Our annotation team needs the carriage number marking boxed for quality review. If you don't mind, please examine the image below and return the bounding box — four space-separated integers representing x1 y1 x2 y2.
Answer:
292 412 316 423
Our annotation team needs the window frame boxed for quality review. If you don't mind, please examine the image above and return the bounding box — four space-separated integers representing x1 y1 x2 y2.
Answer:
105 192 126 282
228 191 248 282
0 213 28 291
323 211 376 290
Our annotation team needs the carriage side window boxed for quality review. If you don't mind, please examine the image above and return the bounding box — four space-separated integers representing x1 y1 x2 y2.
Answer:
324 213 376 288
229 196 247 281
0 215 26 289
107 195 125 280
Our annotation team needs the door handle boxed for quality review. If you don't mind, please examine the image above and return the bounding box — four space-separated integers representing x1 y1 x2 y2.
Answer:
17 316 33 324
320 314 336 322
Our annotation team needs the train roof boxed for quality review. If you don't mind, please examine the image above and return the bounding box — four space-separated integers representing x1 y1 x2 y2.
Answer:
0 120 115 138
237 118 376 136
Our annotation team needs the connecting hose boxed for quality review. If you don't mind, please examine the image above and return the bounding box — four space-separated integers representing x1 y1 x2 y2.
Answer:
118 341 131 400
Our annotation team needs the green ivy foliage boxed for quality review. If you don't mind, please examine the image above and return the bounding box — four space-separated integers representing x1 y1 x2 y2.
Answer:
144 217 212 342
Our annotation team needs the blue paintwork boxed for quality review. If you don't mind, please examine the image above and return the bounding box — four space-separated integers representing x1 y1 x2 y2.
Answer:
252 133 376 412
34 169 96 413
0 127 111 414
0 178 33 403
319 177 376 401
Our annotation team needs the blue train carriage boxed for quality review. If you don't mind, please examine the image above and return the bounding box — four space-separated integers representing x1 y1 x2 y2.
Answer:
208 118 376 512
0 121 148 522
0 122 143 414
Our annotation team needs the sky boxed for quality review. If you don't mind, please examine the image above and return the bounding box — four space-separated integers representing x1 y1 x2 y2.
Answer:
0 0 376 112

- [Aim]: Write out the whole listing above word for word, leaving nothing out and changing nothing.

- [Reply]:
Our annotation team needs the carriage number marking boxed for quality review. If you don't mind, please examine the image below and return the bounding box — four space-separated integers representing x1 y1 x2 y2.
Answer:
292 412 316 423
Our annotation team needs the window frame boxed for quality review. If you don't mind, please examine the image above and return the bounding box — four space-separated integers representing x1 y1 x2 y2.
Answer:
105 192 126 282
228 191 248 282
0 213 28 291
323 211 376 290
Our annotation team needs the carriage side window boxed for quality review. If you don't mind, please examine the image above and return the bounding box — four space-separated integers representing x1 y1 x2 y2.
Answer:
324 213 376 288
229 196 247 281
0 215 26 289
107 195 125 280
Our annotation team needs the door handle boxed for quality review. If you don't mind, please examine the image above and return the bounding box — four space-separated integers representing x1 y1 x2 y2.
Answer:
17 316 33 324
320 314 336 322
Our annotation team needs the train roof boxed for quality review. If you don't mind, please examine the image above and return the bounding box — four space-separated integers representing x1 y1 x2 y2.
Answer:
0 120 115 138
237 118 376 136
Our annotation team needs the connecting hose boxed for quality review. If you don't mind, please examine the image above and return the bounding box — four space-separated integers representing x1 y1 x2 y2.
Answer:
118 341 131 400
Our annotation team needs the green ivy foliage boxed for quality review. If you don't mind, please examine the image above and return the bounding box — four space-separated integers representing x1 y1 x2 y2.
Answer:
144 217 212 342
Our annotation team needs the blue paintwork boxed for quality review. If you don't mind, please examine the image above and return the bounding box — four space-separated integers representing x1 y1 x2 y2.
Answer:
252 133 376 412
34 169 96 413
0 127 111 414
0 178 33 403
319 177 376 401
Our annotation team needs the blue train carriage boxed for quality review. If you don't mind, please examine the image above and return the bounding box — four space-separated integers representing x1 y1 x2 y2.
Answer:
208 118 376 512
0 121 148 522
0 122 143 414
Our annotation team needs the sky boxed for quality review. If you don't mind, please examine the image above and return the bounding box — four space-separated integers representing x1 y1 x2 y2.
Answer:
0 0 376 112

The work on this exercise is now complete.